# TO BE DONE
Filter the material so that only the lines containing the string "collar" remain, copying each one. Treat case as significant when matching.

○ ○ ○ ○ ○ ○ ○

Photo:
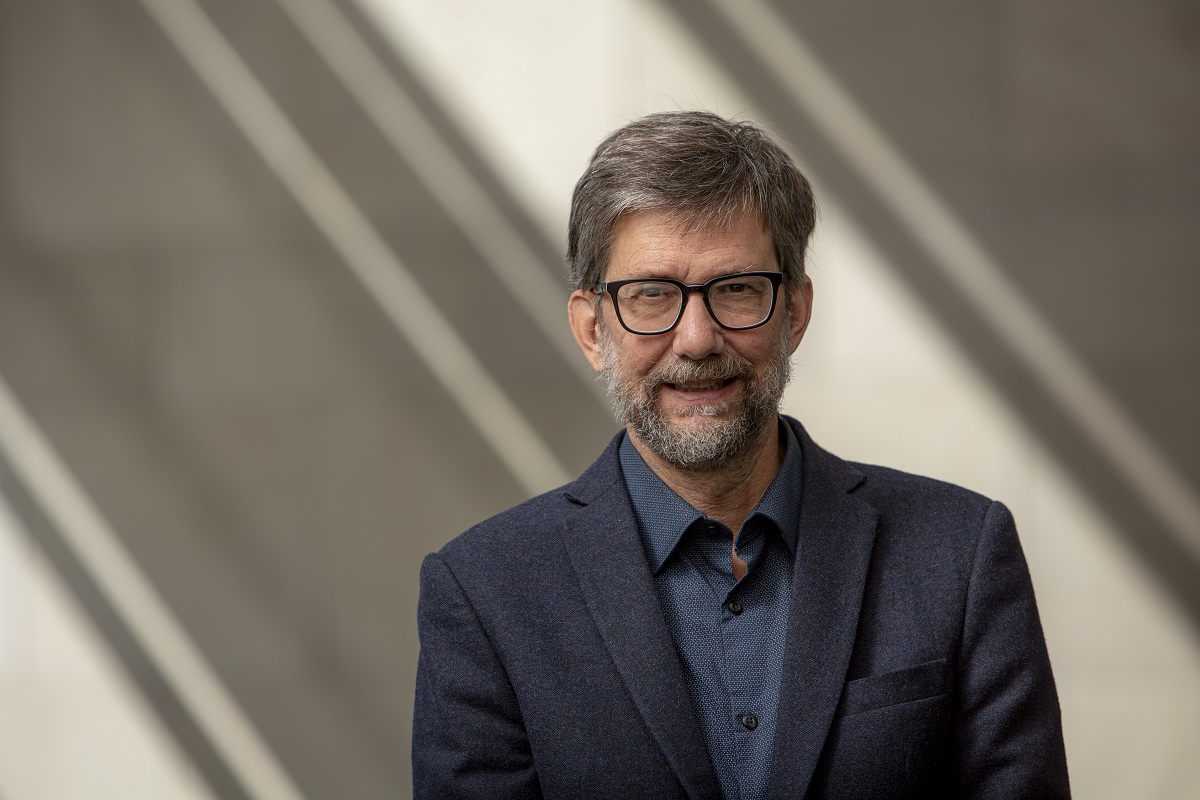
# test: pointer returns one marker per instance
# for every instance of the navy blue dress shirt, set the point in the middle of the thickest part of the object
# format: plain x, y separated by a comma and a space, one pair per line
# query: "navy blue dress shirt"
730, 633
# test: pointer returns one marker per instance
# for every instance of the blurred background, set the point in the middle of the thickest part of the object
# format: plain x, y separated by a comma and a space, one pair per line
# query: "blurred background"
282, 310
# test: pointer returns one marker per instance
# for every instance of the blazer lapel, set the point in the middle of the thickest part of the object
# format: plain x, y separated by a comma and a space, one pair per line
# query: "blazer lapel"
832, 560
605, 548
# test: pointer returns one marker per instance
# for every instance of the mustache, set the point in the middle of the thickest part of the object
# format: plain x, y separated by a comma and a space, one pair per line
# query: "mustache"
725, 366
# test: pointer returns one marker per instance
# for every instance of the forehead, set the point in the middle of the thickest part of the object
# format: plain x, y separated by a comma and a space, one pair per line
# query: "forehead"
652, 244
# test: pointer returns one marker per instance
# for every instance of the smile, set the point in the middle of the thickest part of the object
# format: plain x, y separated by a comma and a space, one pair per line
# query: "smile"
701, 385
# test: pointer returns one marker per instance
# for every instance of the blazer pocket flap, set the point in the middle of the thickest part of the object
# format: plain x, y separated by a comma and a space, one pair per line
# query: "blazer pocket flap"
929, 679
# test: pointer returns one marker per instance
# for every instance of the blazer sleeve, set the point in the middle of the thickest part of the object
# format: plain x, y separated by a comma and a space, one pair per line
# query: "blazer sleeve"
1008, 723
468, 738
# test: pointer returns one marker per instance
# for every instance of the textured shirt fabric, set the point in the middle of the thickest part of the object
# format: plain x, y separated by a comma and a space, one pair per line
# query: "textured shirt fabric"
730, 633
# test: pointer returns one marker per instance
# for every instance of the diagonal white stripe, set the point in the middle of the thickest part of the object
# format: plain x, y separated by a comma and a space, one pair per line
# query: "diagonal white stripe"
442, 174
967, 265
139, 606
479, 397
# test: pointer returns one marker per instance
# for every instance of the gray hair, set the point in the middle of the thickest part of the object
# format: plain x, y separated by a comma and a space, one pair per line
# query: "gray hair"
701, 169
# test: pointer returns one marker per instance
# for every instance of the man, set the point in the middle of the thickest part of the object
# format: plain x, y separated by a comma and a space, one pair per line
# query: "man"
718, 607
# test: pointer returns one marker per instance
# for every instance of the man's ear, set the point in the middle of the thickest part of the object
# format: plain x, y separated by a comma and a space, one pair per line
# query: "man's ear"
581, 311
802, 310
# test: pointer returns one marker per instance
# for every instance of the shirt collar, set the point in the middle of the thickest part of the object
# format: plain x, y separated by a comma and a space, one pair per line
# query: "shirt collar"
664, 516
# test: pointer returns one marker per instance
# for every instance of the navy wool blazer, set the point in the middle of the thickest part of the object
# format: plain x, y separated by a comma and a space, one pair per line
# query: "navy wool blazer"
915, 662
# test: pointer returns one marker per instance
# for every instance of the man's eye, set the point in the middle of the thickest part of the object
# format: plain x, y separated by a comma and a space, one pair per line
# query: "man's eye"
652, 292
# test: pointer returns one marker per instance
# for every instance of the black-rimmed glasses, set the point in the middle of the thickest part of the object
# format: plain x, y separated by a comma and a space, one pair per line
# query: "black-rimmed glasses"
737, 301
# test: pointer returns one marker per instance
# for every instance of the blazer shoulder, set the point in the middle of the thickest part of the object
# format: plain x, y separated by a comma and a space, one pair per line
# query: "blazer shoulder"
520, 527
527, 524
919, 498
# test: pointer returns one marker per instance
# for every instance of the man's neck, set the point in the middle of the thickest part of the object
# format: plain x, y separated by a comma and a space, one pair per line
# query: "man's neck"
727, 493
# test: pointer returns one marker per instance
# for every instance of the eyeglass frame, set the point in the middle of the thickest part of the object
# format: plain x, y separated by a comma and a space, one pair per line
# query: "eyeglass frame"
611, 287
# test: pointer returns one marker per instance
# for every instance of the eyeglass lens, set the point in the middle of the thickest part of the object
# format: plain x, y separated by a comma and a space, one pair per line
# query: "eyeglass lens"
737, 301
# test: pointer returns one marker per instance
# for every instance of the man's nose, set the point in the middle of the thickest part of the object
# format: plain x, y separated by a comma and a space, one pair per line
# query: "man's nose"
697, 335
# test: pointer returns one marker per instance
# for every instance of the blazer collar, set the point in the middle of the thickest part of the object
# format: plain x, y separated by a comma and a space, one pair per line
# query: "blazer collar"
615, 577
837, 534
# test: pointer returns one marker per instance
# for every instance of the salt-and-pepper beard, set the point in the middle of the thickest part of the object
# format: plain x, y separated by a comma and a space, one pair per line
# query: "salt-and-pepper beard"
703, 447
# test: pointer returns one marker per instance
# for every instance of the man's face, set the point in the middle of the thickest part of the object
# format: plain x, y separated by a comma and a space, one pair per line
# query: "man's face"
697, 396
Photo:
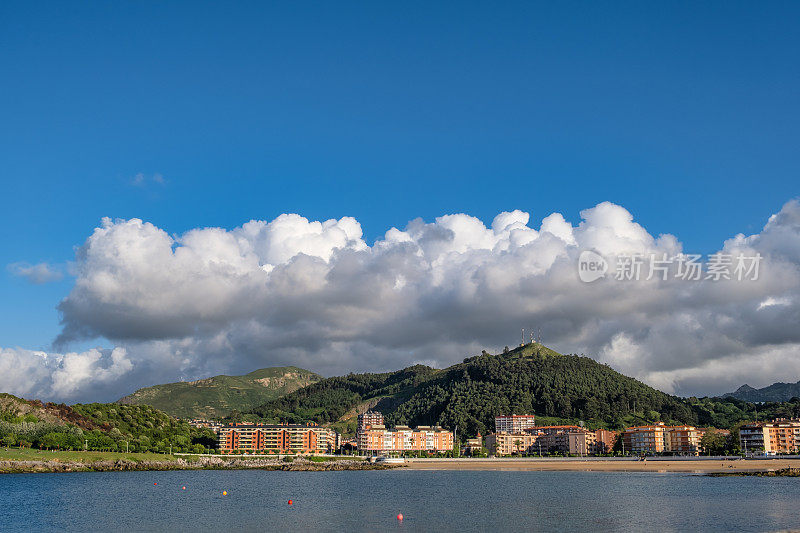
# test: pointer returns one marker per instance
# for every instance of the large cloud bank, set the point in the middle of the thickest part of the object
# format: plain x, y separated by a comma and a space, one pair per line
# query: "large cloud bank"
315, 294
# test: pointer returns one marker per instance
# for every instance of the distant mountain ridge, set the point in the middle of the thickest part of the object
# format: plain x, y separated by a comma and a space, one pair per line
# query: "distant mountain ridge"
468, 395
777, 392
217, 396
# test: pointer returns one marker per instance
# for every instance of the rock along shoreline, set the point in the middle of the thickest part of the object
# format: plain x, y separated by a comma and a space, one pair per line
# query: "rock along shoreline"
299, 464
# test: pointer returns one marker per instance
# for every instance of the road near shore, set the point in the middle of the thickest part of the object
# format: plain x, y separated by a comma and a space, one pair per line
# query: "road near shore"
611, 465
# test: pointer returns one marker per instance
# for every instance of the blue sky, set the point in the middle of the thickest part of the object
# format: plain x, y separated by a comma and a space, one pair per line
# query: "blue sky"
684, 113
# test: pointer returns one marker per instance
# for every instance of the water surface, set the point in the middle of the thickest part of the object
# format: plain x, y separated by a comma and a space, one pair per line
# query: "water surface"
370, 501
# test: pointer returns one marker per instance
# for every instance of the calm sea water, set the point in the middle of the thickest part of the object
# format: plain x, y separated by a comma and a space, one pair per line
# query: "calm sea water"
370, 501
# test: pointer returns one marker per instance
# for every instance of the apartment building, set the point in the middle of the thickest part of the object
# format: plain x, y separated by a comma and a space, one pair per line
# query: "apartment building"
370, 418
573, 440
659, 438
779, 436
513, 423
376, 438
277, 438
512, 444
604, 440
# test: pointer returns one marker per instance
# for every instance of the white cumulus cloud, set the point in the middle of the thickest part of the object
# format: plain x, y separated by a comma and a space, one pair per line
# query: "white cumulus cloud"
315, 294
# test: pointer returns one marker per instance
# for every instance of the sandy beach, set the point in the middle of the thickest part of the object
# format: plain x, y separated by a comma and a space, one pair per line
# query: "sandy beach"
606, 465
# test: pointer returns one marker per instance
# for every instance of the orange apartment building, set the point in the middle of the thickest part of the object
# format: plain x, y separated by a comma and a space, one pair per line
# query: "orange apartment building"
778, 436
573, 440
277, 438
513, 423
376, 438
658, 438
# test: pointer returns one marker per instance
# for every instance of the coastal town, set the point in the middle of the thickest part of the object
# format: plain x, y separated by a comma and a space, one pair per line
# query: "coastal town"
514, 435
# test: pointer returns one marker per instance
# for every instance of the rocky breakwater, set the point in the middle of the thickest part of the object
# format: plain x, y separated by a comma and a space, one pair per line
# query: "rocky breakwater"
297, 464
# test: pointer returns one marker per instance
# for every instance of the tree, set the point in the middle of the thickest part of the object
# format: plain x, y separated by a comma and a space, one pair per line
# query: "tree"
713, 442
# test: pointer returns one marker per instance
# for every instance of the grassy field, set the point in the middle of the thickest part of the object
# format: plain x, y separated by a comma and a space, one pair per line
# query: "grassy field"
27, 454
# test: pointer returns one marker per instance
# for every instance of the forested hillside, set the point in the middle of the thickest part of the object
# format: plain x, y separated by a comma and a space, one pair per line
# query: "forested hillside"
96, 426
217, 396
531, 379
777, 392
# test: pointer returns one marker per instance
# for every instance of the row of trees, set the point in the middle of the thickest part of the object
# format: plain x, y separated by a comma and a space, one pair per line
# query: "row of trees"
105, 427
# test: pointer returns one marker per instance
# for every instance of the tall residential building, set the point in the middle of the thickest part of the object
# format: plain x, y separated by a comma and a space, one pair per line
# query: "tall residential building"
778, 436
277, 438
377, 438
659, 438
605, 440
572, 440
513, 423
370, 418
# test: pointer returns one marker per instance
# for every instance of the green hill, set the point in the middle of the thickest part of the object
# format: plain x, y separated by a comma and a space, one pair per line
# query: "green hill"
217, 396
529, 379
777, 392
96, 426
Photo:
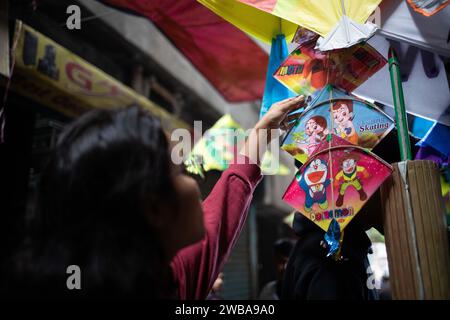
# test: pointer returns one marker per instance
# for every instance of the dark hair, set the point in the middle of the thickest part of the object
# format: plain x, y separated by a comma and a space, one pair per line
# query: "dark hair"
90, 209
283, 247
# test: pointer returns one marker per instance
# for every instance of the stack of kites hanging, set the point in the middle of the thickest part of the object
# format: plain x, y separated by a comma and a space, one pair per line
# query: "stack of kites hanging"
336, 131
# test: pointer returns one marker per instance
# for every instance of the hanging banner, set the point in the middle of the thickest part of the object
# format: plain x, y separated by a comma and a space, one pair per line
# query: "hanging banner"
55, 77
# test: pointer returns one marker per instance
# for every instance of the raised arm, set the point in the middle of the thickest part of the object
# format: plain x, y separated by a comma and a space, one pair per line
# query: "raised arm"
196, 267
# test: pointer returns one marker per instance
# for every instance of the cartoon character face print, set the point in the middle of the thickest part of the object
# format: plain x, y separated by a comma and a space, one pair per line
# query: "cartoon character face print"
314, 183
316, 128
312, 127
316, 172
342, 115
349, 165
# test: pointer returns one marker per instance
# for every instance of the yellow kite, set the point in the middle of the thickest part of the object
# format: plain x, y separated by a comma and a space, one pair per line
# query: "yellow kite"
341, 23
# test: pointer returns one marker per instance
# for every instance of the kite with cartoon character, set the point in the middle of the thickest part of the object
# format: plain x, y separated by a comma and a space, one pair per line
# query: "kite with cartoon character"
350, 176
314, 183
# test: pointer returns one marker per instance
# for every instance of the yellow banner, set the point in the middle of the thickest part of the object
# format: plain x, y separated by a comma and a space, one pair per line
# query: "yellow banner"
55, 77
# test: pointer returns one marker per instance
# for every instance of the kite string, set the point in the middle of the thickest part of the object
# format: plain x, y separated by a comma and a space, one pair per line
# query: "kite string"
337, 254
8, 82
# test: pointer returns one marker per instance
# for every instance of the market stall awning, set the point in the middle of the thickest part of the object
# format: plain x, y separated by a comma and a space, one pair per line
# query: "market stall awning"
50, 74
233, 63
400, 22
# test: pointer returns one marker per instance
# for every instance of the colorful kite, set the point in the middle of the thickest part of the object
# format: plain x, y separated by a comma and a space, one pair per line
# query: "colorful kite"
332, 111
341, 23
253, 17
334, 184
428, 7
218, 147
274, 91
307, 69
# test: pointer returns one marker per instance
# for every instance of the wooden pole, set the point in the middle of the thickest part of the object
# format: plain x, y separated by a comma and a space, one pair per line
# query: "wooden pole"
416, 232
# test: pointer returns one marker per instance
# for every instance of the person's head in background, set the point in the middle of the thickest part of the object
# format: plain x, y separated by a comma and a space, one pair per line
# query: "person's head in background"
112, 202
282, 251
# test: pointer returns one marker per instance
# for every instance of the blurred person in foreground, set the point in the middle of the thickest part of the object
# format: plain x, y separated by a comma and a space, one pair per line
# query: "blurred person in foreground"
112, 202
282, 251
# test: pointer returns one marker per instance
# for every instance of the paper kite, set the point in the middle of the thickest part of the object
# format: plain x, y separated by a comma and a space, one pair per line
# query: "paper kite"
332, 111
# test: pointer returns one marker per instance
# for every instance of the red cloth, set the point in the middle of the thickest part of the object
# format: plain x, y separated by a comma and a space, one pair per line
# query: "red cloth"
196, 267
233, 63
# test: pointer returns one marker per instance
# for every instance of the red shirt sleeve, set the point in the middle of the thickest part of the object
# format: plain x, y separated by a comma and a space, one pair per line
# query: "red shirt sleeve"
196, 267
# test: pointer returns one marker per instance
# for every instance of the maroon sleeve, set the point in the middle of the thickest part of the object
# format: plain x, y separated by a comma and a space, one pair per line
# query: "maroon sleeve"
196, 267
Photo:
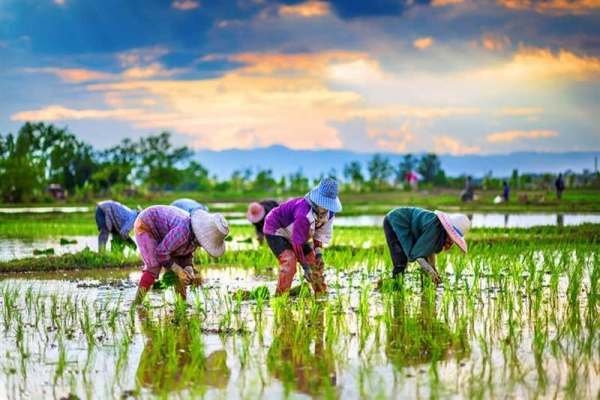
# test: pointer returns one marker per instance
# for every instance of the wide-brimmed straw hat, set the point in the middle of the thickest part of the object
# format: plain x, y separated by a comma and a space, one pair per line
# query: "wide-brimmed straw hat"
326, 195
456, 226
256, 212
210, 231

○ ○ ○ ○ ○ ○ ○

# RESULT FOR THIS EXERCISE
# for every instance of the shirt collar, set the point in the middle of the thickest part of the object
# query: "shirt collar"
# for every instance of the blazer collar, set the point in the middle of the thickest part of the object
# query: "blazer collar"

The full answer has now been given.